BEGIN Entries shown

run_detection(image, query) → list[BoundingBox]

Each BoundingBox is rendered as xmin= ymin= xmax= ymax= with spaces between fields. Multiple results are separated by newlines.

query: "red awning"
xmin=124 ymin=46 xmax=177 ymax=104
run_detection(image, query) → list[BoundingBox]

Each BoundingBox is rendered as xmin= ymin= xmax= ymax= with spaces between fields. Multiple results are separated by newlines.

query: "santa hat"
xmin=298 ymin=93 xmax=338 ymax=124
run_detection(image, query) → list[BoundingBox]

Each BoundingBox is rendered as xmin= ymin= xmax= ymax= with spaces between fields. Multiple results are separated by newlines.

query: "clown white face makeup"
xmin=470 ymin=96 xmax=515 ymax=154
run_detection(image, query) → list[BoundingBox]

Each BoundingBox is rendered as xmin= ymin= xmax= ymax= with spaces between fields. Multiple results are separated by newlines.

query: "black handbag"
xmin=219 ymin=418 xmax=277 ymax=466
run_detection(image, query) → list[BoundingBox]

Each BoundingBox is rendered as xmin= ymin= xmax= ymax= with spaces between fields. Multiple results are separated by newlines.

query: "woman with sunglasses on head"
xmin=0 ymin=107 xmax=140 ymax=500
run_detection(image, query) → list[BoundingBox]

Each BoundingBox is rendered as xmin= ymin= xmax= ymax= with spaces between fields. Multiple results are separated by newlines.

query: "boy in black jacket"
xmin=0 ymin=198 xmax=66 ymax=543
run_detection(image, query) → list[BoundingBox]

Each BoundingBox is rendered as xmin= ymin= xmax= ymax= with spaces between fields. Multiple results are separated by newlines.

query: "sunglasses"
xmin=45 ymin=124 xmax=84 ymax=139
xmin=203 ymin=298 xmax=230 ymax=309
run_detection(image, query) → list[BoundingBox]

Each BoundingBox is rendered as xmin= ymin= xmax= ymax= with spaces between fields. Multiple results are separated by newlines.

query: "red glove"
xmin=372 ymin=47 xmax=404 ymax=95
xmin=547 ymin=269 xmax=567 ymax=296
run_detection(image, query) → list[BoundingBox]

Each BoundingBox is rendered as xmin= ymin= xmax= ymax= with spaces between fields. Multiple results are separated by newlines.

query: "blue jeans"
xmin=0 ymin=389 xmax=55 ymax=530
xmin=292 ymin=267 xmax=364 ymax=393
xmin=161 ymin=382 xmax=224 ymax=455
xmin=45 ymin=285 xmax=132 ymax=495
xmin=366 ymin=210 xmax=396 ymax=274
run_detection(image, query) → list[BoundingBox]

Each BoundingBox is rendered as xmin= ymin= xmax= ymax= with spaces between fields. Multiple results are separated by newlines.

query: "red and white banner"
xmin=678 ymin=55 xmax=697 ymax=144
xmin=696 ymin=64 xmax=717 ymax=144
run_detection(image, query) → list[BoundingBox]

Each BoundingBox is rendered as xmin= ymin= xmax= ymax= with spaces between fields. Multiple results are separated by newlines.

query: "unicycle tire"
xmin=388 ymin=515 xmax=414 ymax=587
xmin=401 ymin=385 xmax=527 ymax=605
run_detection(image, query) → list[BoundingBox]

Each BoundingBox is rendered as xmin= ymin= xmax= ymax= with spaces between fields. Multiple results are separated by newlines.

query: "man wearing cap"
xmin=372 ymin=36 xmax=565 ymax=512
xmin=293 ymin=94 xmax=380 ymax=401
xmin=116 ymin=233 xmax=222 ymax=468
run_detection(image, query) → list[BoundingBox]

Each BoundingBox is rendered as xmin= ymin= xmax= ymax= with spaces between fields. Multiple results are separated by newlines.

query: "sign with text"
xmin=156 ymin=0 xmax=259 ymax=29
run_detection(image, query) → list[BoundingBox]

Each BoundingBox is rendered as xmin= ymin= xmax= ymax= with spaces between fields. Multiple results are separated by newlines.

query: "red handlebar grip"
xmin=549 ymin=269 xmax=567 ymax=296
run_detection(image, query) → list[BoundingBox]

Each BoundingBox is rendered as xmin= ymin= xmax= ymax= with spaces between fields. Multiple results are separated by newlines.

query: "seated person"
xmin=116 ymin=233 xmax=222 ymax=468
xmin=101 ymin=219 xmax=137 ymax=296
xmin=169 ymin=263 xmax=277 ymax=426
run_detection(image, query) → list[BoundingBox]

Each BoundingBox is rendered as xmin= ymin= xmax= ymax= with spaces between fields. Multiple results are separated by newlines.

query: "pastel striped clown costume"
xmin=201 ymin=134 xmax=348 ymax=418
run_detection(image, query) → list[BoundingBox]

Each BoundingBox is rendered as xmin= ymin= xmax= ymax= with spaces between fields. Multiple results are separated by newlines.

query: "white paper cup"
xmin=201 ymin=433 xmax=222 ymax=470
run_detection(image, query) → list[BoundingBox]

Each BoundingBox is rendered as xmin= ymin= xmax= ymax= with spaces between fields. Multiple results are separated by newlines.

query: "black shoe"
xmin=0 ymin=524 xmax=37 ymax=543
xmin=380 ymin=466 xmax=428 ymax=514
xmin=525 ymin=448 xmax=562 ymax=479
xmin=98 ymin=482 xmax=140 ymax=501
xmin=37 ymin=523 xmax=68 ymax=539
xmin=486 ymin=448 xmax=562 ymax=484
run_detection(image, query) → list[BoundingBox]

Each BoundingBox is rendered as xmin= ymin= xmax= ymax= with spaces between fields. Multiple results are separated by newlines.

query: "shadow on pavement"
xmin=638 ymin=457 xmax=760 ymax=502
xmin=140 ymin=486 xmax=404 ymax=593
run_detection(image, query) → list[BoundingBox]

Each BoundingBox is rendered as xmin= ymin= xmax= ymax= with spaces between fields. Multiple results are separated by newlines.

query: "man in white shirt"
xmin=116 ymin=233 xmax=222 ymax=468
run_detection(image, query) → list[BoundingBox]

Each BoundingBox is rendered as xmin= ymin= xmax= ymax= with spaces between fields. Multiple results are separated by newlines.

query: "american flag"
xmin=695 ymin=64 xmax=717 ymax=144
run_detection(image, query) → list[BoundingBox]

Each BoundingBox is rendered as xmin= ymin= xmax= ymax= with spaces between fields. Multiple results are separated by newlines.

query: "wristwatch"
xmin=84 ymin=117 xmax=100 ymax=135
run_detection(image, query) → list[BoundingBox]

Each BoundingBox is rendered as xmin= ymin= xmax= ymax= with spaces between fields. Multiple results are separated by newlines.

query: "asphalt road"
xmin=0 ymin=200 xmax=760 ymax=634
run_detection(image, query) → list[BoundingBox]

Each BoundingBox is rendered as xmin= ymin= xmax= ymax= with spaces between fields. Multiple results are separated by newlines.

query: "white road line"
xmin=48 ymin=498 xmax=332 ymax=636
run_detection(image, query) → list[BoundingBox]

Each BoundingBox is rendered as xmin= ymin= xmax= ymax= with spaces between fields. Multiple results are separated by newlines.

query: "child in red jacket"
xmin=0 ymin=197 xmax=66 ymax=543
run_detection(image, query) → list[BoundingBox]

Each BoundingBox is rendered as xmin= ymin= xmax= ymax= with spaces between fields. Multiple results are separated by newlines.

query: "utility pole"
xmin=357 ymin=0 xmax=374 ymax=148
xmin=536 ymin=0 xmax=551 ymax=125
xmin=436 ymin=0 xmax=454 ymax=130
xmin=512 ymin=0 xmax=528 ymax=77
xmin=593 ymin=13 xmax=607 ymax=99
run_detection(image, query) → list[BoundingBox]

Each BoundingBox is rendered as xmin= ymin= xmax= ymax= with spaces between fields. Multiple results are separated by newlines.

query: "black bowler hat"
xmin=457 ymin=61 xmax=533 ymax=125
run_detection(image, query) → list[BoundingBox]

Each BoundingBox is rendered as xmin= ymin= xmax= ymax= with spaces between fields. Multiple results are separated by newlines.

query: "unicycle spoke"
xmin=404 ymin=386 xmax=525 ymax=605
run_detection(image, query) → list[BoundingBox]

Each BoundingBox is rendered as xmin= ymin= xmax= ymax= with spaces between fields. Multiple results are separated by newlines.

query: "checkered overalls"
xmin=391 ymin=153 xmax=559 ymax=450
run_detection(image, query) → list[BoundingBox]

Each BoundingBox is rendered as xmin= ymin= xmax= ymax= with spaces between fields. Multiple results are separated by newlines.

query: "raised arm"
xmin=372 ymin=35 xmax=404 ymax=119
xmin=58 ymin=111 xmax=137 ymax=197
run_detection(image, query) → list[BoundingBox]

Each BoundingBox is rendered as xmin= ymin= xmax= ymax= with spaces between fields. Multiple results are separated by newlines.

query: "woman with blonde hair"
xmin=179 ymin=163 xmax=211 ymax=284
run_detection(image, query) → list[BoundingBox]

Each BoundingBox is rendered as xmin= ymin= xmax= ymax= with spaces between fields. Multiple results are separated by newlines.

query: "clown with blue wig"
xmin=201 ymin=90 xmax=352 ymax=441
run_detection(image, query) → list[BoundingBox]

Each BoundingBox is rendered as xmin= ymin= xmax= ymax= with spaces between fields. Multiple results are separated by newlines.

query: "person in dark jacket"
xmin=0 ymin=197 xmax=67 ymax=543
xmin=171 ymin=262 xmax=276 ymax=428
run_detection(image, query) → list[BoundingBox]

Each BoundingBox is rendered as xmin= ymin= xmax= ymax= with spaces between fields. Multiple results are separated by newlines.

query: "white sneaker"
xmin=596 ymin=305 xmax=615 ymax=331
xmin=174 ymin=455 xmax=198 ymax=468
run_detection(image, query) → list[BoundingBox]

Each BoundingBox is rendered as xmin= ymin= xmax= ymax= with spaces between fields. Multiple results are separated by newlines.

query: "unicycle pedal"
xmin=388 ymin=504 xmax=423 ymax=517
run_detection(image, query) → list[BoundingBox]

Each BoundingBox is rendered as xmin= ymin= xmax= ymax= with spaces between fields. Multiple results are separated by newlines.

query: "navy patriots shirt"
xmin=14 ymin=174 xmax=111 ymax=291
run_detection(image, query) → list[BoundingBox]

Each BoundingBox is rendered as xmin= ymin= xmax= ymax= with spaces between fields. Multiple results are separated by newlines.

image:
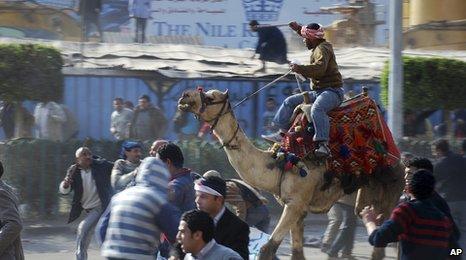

END Entries shown

> _Directions_: Write out, without alteration, the lines of the items from the very first line through the line containing "xmin=124 ymin=46 xmax=177 ymax=104", including both of those lines.

> _Exercise output_:
run_detection(image, query) → list[BoundingBox]

Each BoundingBox is rendered as xmin= ymin= xmax= ymax= with spaces between fields. Multiple results are separated by newlines.

query: "red awning"
xmin=124 ymin=46 xmax=177 ymax=104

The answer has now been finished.